* BEGIN DOCUMENT SEGMENT *

One year ago, Kitty’s boyfriend Nikki Bramley visited a psychic who told him he had no future. Now, he’s dead.

With the Bramley family grieving in separate corners of their home, Kitty sets out to find the psychic who read Nikki his fate. Instead she finds Roan, an enigmatic boy posing as a medium who belongs to the Life and Death Parade–a group of supposed charlatans that explore, and exploit, the thin veil between this world and the next. A group whose members include the psychic… and Kitty’s late mother.

Desperate to learn more about the group and their connection to Nikki, Kitty convinces Roan to return to the Bramley house with her and secures a position for him within the household. Roan quickly ingratiates himself with the Bramleys, and soon enough it seems like everyone is ready to move on. Kitty, however, increasingly suspects Roan knows more about Nikki than he’s letting on. And when they finally locate the Life and Death Parade, and the psychic who made that fateful prophecy to Nikki, Kitty uncovers a secret about Roan that changes everything.

From rising star Eliza Wass comes a sophisticated, mesmerizing meditation on the depths of grief and the magic of faith. After all, it only works if you believe it.

review3.5/5 Stars

***I received this eARC as a gift in exchange for an honest review via NetGalley & Disney-Hyperion 

When I first started reading this book, I was struck by the style-it’s like The Great Gatsby meets Rebecca and has dinner with The Diviners. There’s something whimsical, yet dark and Gothic about the word choice and overall atmosphere of the book-because that’s what was created here, an extensive and powerful atmosphere of mystery, magic, and yearning. 

Here’s the thing, while I have an English degree and love the classics, I’ve never been one for magical realism. Something about it feels false but to tell this story, it was the perfect choice. The Life and Death Parade is unsettling. It will make you question what is real and what is cleverly promoted through lies, smoke, and mirrors. There are many times when it seems you’re on the verge of answers but when they come, they’re to a different question or not all what you expected. And some things are started and left unfinished. Whether it was an intentional decision or not, it’s as much of a mystery as the truth itself.

* END DOCUMENT SEGMENT *
* BEGIN DATA SUPPLIED *

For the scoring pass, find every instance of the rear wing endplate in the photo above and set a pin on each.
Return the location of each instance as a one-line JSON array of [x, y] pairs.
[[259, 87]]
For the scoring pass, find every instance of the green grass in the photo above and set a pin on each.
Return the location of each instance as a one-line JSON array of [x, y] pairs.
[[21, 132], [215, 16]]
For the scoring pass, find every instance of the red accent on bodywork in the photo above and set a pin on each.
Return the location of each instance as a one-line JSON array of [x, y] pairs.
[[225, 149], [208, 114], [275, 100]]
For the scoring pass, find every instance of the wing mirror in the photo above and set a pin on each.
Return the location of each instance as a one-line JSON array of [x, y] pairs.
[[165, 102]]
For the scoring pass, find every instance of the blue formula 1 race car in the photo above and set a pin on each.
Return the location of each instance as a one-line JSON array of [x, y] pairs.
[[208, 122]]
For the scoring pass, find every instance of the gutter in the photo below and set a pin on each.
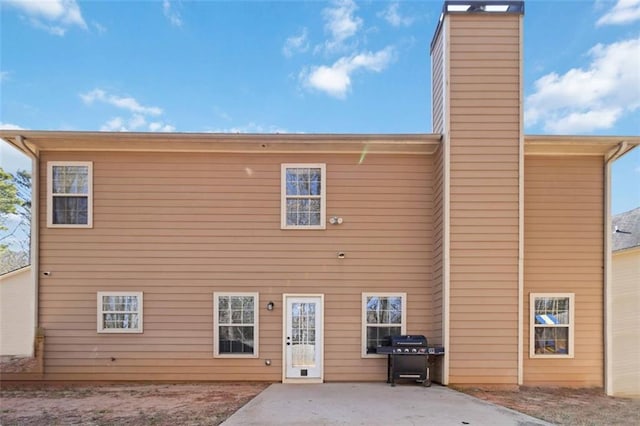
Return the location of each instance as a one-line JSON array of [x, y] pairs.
[[21, 144], [610, 157]]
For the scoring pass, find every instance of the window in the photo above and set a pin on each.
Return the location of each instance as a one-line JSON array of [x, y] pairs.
[[551, 325], [119, 312], [303, 196], [235, 324], [69, 194], [383, 315]]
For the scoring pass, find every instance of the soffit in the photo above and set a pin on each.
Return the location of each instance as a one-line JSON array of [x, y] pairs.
[[576, 145], [214, 142]]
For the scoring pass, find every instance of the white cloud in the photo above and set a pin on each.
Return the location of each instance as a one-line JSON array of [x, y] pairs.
[[336, 79], [341, 23], [159, 126], [126, 103], [393, 17], [250, 128], [114, 125], [138, 121], [296, 44], [624, 12], [171, 14], [54, 16], [9, 126], [592, 98]]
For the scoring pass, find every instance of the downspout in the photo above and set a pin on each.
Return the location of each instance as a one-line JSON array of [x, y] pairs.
[[34, 243], [610, 157]]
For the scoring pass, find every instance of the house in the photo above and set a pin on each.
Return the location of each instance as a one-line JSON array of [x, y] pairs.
[[287, 257], [625, 286]]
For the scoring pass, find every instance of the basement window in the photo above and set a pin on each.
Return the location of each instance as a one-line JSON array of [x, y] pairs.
[[303, 196], [383, 315], [552, 325], [235, 317], [69, 194], [119, 312]]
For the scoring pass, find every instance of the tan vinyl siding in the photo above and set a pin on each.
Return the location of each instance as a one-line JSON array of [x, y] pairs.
[[563, 254], [437, 83], [180, 226], [626, 322], [484, 75], [436, 332]]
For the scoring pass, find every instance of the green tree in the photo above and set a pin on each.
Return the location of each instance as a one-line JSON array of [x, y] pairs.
[[8, 197], [15, 199]]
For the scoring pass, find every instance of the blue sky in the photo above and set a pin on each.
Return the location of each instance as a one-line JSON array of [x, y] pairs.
[[292, 66]]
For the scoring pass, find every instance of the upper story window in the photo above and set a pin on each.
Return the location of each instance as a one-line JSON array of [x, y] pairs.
[[552, 328], [303, 196], [69, 194], [383, 315], [235, 317], [119, 312]]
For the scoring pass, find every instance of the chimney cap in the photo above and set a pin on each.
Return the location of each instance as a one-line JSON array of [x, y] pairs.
[[458, 7], [480, 6]]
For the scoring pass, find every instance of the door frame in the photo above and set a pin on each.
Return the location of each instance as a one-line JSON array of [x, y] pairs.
[[285, 313]]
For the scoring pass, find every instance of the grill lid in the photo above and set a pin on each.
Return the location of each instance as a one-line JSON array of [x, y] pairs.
[[405, 340]]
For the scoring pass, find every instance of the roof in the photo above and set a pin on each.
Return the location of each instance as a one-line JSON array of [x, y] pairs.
[[626, 230], [274, 143], [424, 143]]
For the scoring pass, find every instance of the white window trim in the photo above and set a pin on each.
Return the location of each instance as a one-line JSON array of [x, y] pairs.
[[403, 325], [532, 325], [50, 165], [100, 324], [256, 325], [283, 194]]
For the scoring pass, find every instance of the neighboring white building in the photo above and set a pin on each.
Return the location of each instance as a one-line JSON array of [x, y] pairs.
[[626, 299], [17, 313]]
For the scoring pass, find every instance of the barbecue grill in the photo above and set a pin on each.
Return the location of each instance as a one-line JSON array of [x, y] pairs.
[[408, 357]]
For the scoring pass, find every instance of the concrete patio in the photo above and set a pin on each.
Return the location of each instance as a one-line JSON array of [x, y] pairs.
[[372, 404]]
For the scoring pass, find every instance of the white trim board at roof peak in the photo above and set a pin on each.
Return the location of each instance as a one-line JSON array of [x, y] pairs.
[[413, 144]]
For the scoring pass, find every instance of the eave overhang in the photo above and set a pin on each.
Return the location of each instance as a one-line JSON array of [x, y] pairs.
[[415, 144], [577, 145]]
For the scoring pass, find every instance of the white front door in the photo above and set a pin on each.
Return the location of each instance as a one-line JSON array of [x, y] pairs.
[[303, 348]]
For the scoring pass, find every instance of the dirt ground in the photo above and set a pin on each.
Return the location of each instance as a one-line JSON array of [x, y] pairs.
[[212, 403], [564, 406], [140, 404]]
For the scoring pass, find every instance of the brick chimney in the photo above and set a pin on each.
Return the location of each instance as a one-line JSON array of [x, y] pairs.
[[477, 107]]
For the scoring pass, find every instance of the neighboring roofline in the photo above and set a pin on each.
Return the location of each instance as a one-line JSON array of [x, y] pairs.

* END DATA SUPPLIED *

REQUEST: In the book blurb and review, what is the name of the group Roan belongs to?

TASK SOLUTION: The Life and Death Parade